**Verilen Metin**:
Eskiden sadece gazete vardı. Sonra renkli ve renksiz televizyonlar çıktı. İnternet ile akıllı telefon buluşunca her insanın bir gazetesi ve televizyonu oldu. Bu gelişme bir yandan iletişim ve söz söyleme imkânını sağlarken, diğer taraftan her konuda seviyemizi ortaya çıkardı.
Her insanın ilgi alanı ve bilgi düzeyi farklıdır. Maalesef ahlaki bir standardımızda kalmadı. Birbirini dinleme ve anlama yerine suçlama ve aşağılama yarışına girilmiştir. Mesela geçen hafta vefat eden merhum Neslican Tay vesilesiyle halkın her kesimi çeşitli görüşler ortaya koydu ve birbirlerini düşmanca eleştirdi. Üniversite hocası Rektörünü kınadı, cemaat hocasını, yazarlar birbirini eleştirdi. Sonuç büyük bir sessizlik ve sukutu hayal ile seviye kaybına uğradık.

**Saklanan Kayıtlar**:
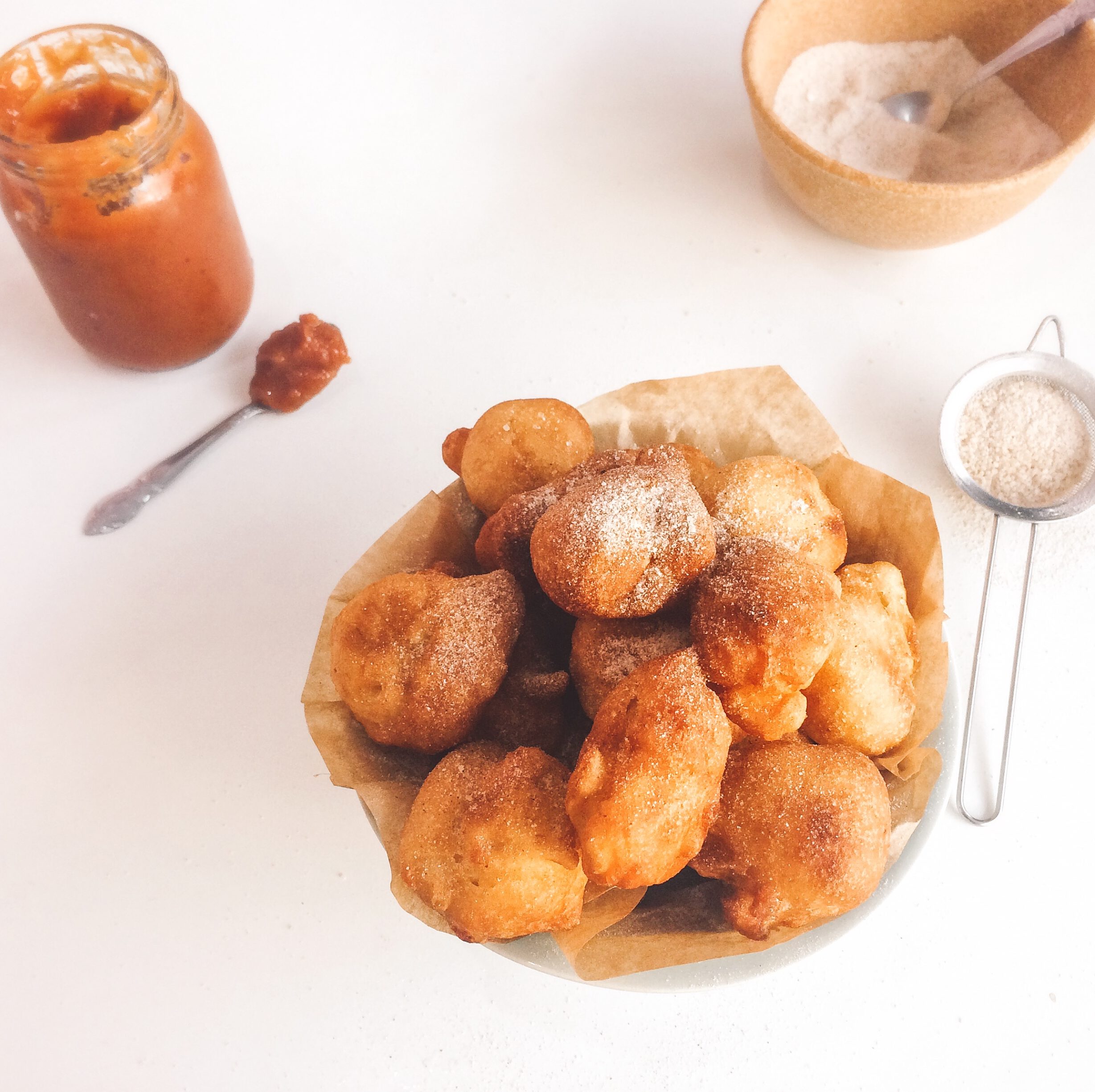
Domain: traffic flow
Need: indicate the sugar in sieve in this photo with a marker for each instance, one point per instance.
(1079, 387)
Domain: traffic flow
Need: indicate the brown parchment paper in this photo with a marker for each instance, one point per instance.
(729, 415)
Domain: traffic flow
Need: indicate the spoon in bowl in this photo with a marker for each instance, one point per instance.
(933, 107)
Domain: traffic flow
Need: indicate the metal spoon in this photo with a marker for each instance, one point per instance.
(120, 508)
(933, 107)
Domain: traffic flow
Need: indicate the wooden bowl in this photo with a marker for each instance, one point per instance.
(1057, 82)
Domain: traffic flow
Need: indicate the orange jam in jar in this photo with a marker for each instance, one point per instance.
(115, 192)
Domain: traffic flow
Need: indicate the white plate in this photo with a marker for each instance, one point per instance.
(542, 953)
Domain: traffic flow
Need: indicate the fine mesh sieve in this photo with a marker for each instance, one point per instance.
(1079, 387)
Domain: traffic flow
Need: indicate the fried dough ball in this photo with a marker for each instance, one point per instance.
(604, 651)
(489, 846)
(763, 621)
(418, 654)
(452, 449)
(504, 540)
(531, 707)
(801, 834)
(779, 499)
(702, 470)
(863, 694)
(624, 544)
(642, 793)
(516, 447)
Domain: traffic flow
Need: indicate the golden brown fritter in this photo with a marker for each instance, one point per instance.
(863, 694)
(531, 706)
(452, 449)
(624, 544)
(504, 540)
(418, 654)
(779, 499)
(604, 651)
(763, 621)
(801, 834)
(642, 793)
(489, 846)
(516, 447)
(705, 472)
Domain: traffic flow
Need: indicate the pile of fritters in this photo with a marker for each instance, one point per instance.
(739, 676)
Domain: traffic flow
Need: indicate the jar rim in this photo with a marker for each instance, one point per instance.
(9, 143)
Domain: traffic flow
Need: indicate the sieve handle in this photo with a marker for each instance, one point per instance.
(981, 820)
(1050, 30)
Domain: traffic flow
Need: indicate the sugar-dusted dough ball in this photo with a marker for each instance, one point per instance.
(533, 706)
(604, 651)
(763, 621)
(863, 694)
(489, 845)
(779, 499)
(624, 544)
(418, 654)
(516, 447)
(504, 540)
(648, 773)
(801, 834)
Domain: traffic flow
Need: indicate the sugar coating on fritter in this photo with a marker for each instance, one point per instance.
(624, 544)
(489, 845)
(763, 621)
(648, 773)
(531, 707)
(801, 834)
(863, 695)
(781, 500)
(416, 656)
(604, 651)
(702, 470)
(516, 447)
(504, 540)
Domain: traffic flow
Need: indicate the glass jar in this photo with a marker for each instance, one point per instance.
(114, 188)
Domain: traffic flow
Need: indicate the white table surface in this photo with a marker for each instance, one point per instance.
(492, 200)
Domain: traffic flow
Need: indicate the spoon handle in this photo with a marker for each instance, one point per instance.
(1050, 30)
(120, 508)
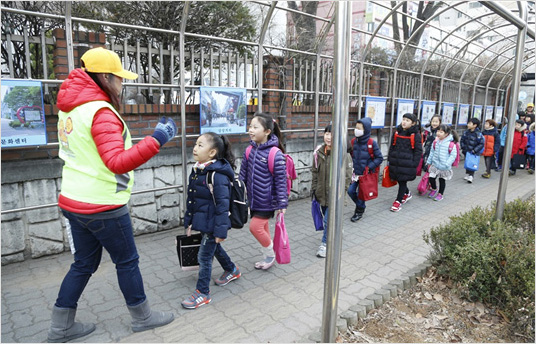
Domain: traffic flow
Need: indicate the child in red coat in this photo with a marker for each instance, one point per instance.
(519, 144)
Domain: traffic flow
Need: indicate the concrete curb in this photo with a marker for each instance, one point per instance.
(351, 316)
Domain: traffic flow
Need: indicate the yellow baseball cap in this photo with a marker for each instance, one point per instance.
(100, 60)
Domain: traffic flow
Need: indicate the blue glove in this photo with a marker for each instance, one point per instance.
(165, 130)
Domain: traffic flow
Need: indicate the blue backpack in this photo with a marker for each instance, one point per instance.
(238, 205)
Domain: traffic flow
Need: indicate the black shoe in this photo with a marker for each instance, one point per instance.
(358, 214)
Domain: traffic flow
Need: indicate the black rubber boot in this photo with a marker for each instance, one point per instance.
(358, 214)
(143, 318)
(64, 329)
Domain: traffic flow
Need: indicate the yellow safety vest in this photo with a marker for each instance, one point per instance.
(85, 178)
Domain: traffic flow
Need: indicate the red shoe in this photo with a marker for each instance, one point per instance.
(406, 197)
(396, 206)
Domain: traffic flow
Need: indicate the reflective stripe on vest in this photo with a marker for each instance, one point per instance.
(85, 177)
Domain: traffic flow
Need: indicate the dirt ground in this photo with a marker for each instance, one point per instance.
(431, 312)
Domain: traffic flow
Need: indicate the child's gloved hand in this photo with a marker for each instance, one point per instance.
(165, 130)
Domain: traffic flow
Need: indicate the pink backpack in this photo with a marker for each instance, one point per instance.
(451, 144)
(291, 169)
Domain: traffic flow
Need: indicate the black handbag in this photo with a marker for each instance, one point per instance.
(187, 250)
(519, 161)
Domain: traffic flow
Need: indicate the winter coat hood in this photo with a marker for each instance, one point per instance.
(221, 166)
(273, 141)
(523, 127)
(79, 89)
(490, 131)
(440, 156)
(367, 128)
(267, 191)
(208, 211)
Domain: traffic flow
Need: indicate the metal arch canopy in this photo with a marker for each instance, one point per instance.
(509, 16)
(459, 50)
(497, 90)
(260, 52)
(492, 61)
(365, 53)
(467, 67)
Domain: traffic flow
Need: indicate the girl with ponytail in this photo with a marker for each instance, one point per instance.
(267, 191)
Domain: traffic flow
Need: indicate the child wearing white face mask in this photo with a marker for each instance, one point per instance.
(365, 153)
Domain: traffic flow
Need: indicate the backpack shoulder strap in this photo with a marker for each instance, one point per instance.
(248, 150)
(315, 155)
(370, 142)
(271, 158)
(210, 183)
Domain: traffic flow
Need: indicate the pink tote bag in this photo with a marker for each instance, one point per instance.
(281, 244)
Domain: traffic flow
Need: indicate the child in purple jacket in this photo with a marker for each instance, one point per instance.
(267, 192)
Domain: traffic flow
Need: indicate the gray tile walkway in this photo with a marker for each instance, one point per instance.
(283, 304)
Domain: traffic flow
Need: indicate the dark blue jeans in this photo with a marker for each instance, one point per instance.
(353, 190)
(90, 235)
(207, 251)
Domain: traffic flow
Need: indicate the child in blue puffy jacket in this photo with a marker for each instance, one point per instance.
(472, 141)
(207, 211)
(365, 153)
(530, 148)
(440, 160)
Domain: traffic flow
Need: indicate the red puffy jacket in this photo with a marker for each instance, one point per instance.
(520, 141)
(106, 130)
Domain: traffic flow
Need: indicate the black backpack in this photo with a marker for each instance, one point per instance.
(238, 208)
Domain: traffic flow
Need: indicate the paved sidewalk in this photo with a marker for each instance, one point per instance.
(283, 304)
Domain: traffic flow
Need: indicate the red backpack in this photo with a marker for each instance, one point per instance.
(291, 169)
(369, 146)
(451, 144)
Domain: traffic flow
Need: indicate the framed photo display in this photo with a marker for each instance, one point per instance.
(223, 110)
(448, 113)
(428, 110)
(477, 111)
(22, 114)
(463, 114)
(404, 106)
(375, 109)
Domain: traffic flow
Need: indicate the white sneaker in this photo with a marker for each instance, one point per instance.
(321, 253)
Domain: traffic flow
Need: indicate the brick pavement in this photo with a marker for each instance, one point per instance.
(283, 304)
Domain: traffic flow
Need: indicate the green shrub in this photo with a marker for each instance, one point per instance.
(491, 261)
(14, 124)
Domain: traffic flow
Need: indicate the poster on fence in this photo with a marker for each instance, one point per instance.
(375, 109)
(428, 110)
(22, 113)
(223, 110)
(463, 114)
(448, 113)
(498, 114)
(404, 106)
(488, 113)
(477, 111)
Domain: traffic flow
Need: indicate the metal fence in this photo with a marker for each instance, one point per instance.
(172, 73)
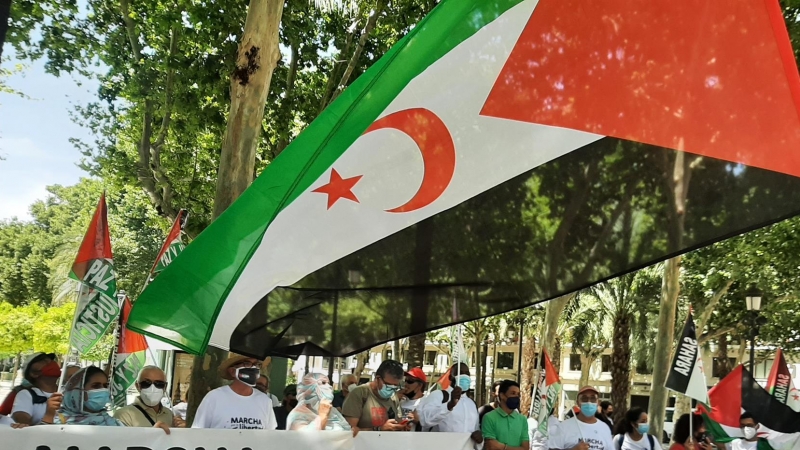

**Alıştırma Koşulları**:
**a.** Verilen metinde adı geçen bütün iletişim ve yayın araçlarını sıralayın.
**b.** Verilen metindeki "Eskiden sadece gazete" ifadesinden "seviyemizi ortaya çıkardı." ifadesine kadar olan kısmı hiç değiştirmeden aktarın.

**Beklenen Sonuçlar**:
**a.** gazete, televizyon, internet, akıllı telefon

**b.**
Eskiden sadece gazete vardı. Sonra renkli ve renksiz televizyonlar çıktı. İnternet ile akıllı telefon buluşunca her insanın bir gazetesi ve televizyonu oldu. Bu gelişme bir yandan iletişim ve söz söyleme imkânını sağlarken, diğer taraftan her konuda seviyemizi ortaya çıkardı.